Transcribe every row below word for word, leaving the pictures out of your answer.

--------------------------------

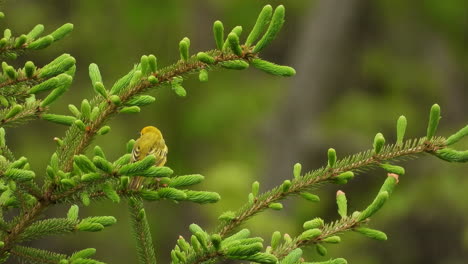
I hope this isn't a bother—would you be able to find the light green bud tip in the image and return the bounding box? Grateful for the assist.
[336,190,348,218]
[373,133,385,154]
[328,148,336,168]
[427,104,440,139]
[252,181,260,196]
[293,163,302,179]
[268,203,283,210]
[396,116,407,145]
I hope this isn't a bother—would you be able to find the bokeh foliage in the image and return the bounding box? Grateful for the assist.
[2,0,468,264]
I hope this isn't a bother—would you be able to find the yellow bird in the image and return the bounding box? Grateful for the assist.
[129,126,168,189]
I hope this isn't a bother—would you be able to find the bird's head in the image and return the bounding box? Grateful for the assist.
[140,126,162,137]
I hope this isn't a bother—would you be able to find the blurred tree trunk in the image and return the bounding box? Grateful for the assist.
[264,0,366,187]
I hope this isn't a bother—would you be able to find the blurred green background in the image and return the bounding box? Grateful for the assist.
[1,0,468,264]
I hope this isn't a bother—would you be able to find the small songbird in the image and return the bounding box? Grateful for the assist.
[129,126,168,189]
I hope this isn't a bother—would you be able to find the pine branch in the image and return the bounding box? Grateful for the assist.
[128,198,156,264]
[181,137,445,264]
[10,246,68,264]
[0,100,48,127]
[17,218,78,242]
[217,138,445,236]
[0,23,73,59]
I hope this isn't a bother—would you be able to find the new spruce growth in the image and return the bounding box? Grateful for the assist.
[0,5,468,264]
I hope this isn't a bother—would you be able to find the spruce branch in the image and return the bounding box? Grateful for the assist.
[0,23,73,59]
[10,246,67,264]
[217,137,445,236]
[128,198,156,264]
[181,137,452,264]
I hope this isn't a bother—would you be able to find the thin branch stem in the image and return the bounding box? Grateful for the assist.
[128,198,156,264]
[0,47,256,256]
[186,138,445,264]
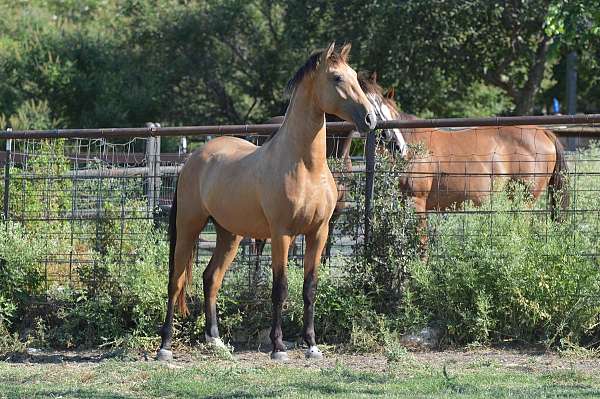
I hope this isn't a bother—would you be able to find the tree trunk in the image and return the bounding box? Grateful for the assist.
[513,35,550,115]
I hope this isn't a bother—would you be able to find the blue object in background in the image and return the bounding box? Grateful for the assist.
[552,97,560,114]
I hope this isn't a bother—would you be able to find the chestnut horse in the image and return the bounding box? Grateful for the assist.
[158,43,377,360]
[361,75,569,241]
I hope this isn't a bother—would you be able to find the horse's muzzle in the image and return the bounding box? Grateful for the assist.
[365,112,377,130]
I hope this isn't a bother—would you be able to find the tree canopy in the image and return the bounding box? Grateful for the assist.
[0,0,600,128]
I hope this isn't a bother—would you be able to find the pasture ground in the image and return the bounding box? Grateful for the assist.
[0,349,600,399]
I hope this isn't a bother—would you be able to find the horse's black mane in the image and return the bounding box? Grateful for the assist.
[285,50,343,95]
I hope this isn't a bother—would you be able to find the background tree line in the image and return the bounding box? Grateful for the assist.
[0,0,600,132]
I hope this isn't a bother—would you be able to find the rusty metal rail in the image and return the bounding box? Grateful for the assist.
[7,114,600,139]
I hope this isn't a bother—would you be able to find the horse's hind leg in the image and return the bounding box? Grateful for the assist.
[270,234,292,360]
[302,224,329,359]
[202,223,242,346]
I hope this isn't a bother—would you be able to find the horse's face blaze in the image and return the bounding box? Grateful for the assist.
[315,51,377,132]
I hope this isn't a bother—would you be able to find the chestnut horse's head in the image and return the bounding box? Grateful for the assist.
[358,72,418,155]
[288,43,377,132]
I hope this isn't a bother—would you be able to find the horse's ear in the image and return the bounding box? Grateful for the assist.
[369,71,377,83]
[340,43,352,63]
[319,42,335,65]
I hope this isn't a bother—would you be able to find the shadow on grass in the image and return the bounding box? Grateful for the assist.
[0,387,138,399]
[3,349,134,364]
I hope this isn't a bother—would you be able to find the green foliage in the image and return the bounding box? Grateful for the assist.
[342,144,418,313]
[0,222,45,325]
[44,221,168,347]
[0,0,600,128]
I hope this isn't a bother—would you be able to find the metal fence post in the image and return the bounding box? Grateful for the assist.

--------------------------------

▶ [Expected answer]
I hope this isn't a bother—would you be able to find the light green bud tip in the image and return the bounding box? Grateful for the assist.
[336,190,348,218]
[373,133,385,154]
[328,148,336,168]
[427,104,440,139]
[252,181,260,196]
[293,163,302,179]
[268,203,283,210]
[396,116,407,145]
I hope this isn't a bother—would you be able to find the bokeh foliage in the image and return the bounding box? Grateful for the assist.
[2,0,468,264]
I hope this isn't a bother—would you be able to find the yellow bird in the image and return the bounding box? Grateful for the assist.
[129,126,168,189]
I hope this isn't a bother—would you be able to find the bird's head in the image and return the bounding box? Grateful for the assist.
[140,126,162,137]
I hope this isn't a bother—would you be able to find the blurred tree trunk in the image and return the bounding box? Grateful for the assist.
[264,0,366,187]
I hope this isn't a bother—would you be able to find the blurred green background in the image and return the bounding box? Grateful for the assist.
[1,0,468,264]
I hope this isn't a bother—would you be able to find the small songbird in the image and return the bounding box? Grateful for the assist.
[129,126,168,189]
I hope this isn't a bother—would you be able to find the pine branch in the image and return the bounding box? Grateful for the assist.
[128,198,156,264]
[181,137,445,264]
[10,246,68,264]
[0,100,48,127]
[17,218,78,242]
[217,138,445,236]
[0,23,73,59]
I hope this isn't a bother—would you be able to find the new spruce growth in the image and return the bounding box? Grateful for the assist.
[0,5,468,264]
I hope this isn't a bother—would you be able to find the spruce branch in the image and return the bounding box? Grateful for the assist.
[0,23,73,59]
[10,246,67,264]
[217,137,445,236]
[128,198,156,264]
[181,137,452,264]
I hope this isn't a bother—would you be able to find the thin branch stem in the image and return the bounding box? Grateful for the assist.
[128,198,156,264]
[0,47,256,256]
[186,138,445,264]
I hope this isn't a bother—would you be able to find the tree trunk in the image and return the bounding box? Grateful for the assist.
[513,35,550,115]
I hope this isn't a bother—would you be able to find the blue object in background in the image and return the bounding box? Grateful for the assist.
[552,97,560,114]
I hope this isn't a bother—would you be able to find the chestnut horse in the image and return the bounding box? Grateful for the assist.
[158,43,377,360]
[361,75,569,241]
I hope this isn't a bother—would you be able to find the horse's muzzle in the image and return the bounding box? Grateful for the assist.
[365,112,377,130]
I hope this isn't a bother—would you be able to find the tree canopy in the image and return the bounding box? Grateful for the assist.
[0,0,600,128]
I hope this isn't a bother—would you be able to find the pasture ground in the image and return the bounding box? Grateful for the assist.
[0,349,600,399]
I hope this isn't a bother—would you be able to find the horse's black mane in the image and return the bounding box? Grateful for the assist.
[285,50,343,95]
I hope this isn't a bother—would you be able to find the background tree line in the image and return the bounding box? Grateful for the assist.
[0,0,600,132]
I hope this isn't a bother—would you be able to find the rusty metal rail in the image and return the bounding box? Grateful for the assist.
[7,114,600,139]
I hope this isn't a bother—would you be able to find the horse's hind leg in the image and return the bounding box? Grateful for the assist.
[270,234,292,360]
[302,224,329,359]
[202,223,242,346]
I hope this isn't a bother—would you be able to find the horse's face blaze in the image and return the bounding box? Grateful for the assist.
[315,51,377,132]
I hope this isn't a bother—would you be able to find the chestnut horse's head in the image and return the bounding box? Grateful for the assist.
[358,72,418,155]
[288,43,377,132]
I hope this isn't a bother—would you be able to find the horse's ear in the image and return the bounding box? Grateful for the assist.
[369,71,377,83]
[340,43,352,63]
[319,42,335,65]
I hope this isn't a bother—would you be able to find the shadow on grass in the image and return the bounding box? Grateful for the assist.
[0,387,138,399]
[3,349,134,364]
I hope this isn't a bother—would you be able to find the green foliage in the image and return the bounding box? Grateful for the assist.
[342,144,418,313]
[0,222,45,325]
[44,221,168,347]
[0,0,600,128]
I hope this isn't a bother—would you be able to find the metal fence post in the image and return the bounding box? Grateful for the assist.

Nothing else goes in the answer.